## Written instruction
Find the line that contains "mouth --vertices whole-pixels". Output it and every line after it to the end of the records, exactly as they appear.
════════════════
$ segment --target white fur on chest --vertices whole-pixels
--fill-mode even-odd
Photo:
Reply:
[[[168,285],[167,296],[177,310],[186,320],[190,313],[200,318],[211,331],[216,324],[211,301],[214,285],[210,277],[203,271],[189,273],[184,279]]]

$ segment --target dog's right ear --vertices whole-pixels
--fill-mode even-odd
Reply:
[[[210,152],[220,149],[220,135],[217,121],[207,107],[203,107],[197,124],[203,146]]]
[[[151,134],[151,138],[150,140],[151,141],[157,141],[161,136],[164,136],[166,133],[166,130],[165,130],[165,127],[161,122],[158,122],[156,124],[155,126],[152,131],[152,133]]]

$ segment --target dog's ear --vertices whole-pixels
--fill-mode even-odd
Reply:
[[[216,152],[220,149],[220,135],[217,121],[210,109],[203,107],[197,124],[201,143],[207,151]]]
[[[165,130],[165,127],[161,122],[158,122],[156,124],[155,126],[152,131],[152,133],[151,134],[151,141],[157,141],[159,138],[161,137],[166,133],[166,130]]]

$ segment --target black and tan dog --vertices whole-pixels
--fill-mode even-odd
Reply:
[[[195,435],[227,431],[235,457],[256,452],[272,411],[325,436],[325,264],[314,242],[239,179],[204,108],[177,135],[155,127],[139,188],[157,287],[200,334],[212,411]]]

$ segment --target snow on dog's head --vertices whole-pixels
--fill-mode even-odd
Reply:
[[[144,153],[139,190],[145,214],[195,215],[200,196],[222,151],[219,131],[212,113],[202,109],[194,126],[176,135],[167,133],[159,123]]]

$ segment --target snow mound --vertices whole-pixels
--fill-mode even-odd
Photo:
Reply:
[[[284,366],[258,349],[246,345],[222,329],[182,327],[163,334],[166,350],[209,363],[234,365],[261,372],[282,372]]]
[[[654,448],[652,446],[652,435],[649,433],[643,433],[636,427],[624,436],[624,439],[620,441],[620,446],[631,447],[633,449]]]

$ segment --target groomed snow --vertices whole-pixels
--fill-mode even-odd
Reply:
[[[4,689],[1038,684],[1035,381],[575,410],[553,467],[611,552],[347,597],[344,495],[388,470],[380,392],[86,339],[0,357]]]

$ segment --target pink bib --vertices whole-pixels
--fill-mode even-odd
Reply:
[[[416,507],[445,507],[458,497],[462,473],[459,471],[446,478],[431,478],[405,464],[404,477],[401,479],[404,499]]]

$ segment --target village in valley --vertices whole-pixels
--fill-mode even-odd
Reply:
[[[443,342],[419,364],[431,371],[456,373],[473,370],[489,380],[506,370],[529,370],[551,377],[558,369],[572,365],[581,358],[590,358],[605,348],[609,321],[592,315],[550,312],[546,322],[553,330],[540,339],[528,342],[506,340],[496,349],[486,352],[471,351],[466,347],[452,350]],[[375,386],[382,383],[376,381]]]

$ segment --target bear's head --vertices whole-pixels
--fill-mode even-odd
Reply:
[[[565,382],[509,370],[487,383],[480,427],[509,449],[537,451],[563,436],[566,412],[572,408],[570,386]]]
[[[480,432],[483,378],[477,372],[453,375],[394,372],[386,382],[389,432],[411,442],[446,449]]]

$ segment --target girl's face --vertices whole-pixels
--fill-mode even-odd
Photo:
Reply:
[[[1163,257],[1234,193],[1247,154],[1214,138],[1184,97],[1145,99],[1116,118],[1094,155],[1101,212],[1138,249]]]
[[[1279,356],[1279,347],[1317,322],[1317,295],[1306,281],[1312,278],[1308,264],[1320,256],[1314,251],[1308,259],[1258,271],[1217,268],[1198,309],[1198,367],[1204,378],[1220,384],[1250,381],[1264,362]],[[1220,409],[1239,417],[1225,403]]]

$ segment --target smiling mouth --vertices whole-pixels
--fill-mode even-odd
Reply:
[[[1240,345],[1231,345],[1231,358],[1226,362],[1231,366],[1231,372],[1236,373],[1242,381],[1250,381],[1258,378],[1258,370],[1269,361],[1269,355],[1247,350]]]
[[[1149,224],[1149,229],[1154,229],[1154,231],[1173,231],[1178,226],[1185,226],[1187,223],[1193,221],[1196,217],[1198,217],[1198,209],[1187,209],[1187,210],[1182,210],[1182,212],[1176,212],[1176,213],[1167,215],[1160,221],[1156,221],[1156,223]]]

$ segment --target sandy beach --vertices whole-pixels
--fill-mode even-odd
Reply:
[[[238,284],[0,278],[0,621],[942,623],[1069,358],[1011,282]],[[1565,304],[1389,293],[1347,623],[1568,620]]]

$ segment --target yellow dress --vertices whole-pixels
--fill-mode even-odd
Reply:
════════════════
## Response to the task
$ segment --target smiling mouth --vertices whole-pixels
--fill-mode even-odd
Reply:
[[[1240,345],[1231,345],[1231,358],[1226,362],[1231,366],[1231,372],[1236,373],[1242,381],[1250,381],[1258,378],[1258,370],[1269,361],[1269,355],[1247,350]]]
[[[1149,224],[1149,229],[1154,229],[1154,231],[1173,231],[1178,226],[1185,226],[1187,223],[1193,221],[1196,217],[1198,217],[1198,209],[1187,209],[1187,210],[1182,210],[1182,212],[1176,212],[1176,213],[1167,215],[1160,221],[1156,221],[1156,223]]]

$ segment --target sandy beach --vertices whole-pixels
--fill-mode even-odd
Reply:
[[[238,284],[0,278],[0,621],[942,623],[1069,358],[1011,282]],[[1565,304],[1389,293],[1347,623],[1568,620]]]

$ segment --target yellow dress --vertices whole-pixels
--fill-mode even-odd
Reply:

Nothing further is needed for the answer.